The other project on the list is up insulating the walls. This one is a bear, remove sheetrock, furr out the wall thicker, insulate and re install sheetrock. We may never get the whole house done, but would like to do at least the bedrooms. Possibly this spring. I also need to put a roof on the house, we got hail last summer. That part of owning this house will definitely suck. :roll:

The big hole in my house is the dog door. A kid could drive a trike through it. Part of the new wall, where the window is, has a second dog door under the window. So now cold air, flies etc have to make it through two dog doors. At night, I close a door to seal off the dog doors but in daytime the dogs have the door open in all weather.
 
Hehe the passive houses I'm working on on the job use less than 500$ a year on heating :p Okay we never have -20C more like +3 to -5C in the winter and a average yearly temp of 8C.
 
Dogman, if you've pondered some type of heat storage, consider a hybrid masonry/water-drum mass.

There may occasionally be cold but sunny days where you've added as much Trombe wall as you physically can, and after a few hours the interior of the house gets so hot that you have to crack a window and shade some of the collectors. Later that night when your house cools off, you'll wonder if there's a cheap way to store some of that heat that you turned away.

**Written instruction 1:** Reproduce everything in the listing from the line containing "Point out every instance of the red" down to the end of the listing, unchanged.
The listing below has no connection to the discussion of home heating above.

**Dataset records:**
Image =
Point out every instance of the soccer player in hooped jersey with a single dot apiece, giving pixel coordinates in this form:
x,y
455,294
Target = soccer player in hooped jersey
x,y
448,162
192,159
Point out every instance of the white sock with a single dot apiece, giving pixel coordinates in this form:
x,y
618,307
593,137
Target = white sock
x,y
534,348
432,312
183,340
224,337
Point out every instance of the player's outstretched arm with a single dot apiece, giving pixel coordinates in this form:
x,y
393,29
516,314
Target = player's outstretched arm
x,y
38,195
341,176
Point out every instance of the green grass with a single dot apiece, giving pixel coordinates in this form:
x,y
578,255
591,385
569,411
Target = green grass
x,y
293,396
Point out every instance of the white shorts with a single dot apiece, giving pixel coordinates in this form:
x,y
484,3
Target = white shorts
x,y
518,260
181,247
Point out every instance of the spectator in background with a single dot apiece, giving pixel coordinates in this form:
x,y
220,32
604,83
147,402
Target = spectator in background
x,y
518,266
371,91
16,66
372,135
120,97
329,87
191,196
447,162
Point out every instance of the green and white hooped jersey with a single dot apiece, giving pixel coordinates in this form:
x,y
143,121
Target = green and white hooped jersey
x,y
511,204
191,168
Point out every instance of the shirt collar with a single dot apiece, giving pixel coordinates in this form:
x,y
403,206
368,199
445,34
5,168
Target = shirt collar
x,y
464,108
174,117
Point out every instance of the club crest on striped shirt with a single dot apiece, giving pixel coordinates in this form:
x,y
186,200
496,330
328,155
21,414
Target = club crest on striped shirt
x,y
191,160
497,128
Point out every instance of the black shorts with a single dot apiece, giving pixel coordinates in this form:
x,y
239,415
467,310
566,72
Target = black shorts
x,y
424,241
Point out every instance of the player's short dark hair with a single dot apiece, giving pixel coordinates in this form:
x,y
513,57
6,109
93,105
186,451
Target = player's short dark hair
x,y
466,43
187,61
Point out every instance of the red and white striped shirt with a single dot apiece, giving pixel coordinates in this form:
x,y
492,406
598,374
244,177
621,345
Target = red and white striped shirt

**Written instruction 2:** In the excerpted passage on home heating, what type of heat storage is suggested to Dogman?

**Task answer 1:**
Point out every instance of the red and white striped shirt with a single dot apiece, giving pixel coordinates in this form:
x,y
492,406
598,374
244,177
621,345
Target = red and white striped shirt

**Task answer 2:** A hybrid masonry/water-drum mass.